Exercise instructions = Rewrite the entries below with "put a marker on" replaced by "place a dot on" wherever it occurs, keeping every other word and line the same.

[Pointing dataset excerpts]

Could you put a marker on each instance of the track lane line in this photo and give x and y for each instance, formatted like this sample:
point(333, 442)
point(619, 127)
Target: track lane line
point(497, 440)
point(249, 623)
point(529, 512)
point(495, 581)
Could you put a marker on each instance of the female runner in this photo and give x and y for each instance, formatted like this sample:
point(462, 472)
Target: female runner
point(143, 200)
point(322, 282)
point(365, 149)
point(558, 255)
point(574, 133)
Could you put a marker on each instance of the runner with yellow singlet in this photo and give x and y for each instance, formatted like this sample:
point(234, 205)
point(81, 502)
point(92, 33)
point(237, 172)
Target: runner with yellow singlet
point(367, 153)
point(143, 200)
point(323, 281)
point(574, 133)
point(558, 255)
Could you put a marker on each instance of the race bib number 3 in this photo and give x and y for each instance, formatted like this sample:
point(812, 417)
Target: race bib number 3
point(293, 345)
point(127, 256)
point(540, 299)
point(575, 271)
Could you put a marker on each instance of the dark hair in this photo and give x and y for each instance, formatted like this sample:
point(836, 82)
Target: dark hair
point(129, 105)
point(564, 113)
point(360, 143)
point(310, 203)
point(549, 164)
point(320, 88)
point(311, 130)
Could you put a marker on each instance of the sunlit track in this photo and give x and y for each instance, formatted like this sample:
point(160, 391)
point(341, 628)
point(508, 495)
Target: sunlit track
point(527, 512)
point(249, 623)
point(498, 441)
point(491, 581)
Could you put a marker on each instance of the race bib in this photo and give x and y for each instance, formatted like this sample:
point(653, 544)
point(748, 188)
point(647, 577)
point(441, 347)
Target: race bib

Output =
Could you place a dot on each instance of the track lane line in this photo and give x and y for each instance, formatted like this sample:
point(333, 442)
point(619, 127)
Target: track lane line
point(497, 440)
point(249, 623)
point(529, 512)
point(495, 581)
Could you place a dot on each instance of the female runner in this photo and give x and y for each instance, formatted like this sample:
point(462, 472)
Target: female runner
point(143, 200)
point(322, 282)
point(365, 149)
point(558, 255)
point(574, 133)
Could you place a dot on each instance of the runner with yellow singlet in this photo and give x and y for each instance, formatted like this sample:
point(234, 205)
point(81, 502)
point(92, 33)
point(237, 172)
Target: runner with yellow singlet
point(367, 153)
point(143, 200)
point(323, 281)
point(574, 133)
point(558, 255)
Could you place a dot on each instance of the race bib number 3 in this photo and give x and y for each instance, formatted like this sample:
point(812, 417)
Target: race bib number 3
point(293, 345)
point(127, 256)
point(540, 299)
point(575, 271)
Could you place a dot on each instance of the dark hair in this photo and give x and y for each instance, formatted like this sample:
point(836, 82)
Target: dark hair
point(129, 105)
point(564, 113)
point(360, 143)
point(310, 203)
point(549, 164)
point(320, 88)
point(311, 130)
Could you place a dot on each instance of the sunlit track in this photo and give x and y for each instance, formatted like this sample:
point(160, 391)
point(341, 628)
point(508, 495)
Target: sunlit track
point(527, 512)
point(249, 623)
point(498, 441)
point(491, 581)
Could you place a dot on each instance of the race bib in this photo and give x and y for each instance, formatted like this sample:
point(653, 544)
point(748, 188)
point(647, 577)
point(441, 347)
Target: race bib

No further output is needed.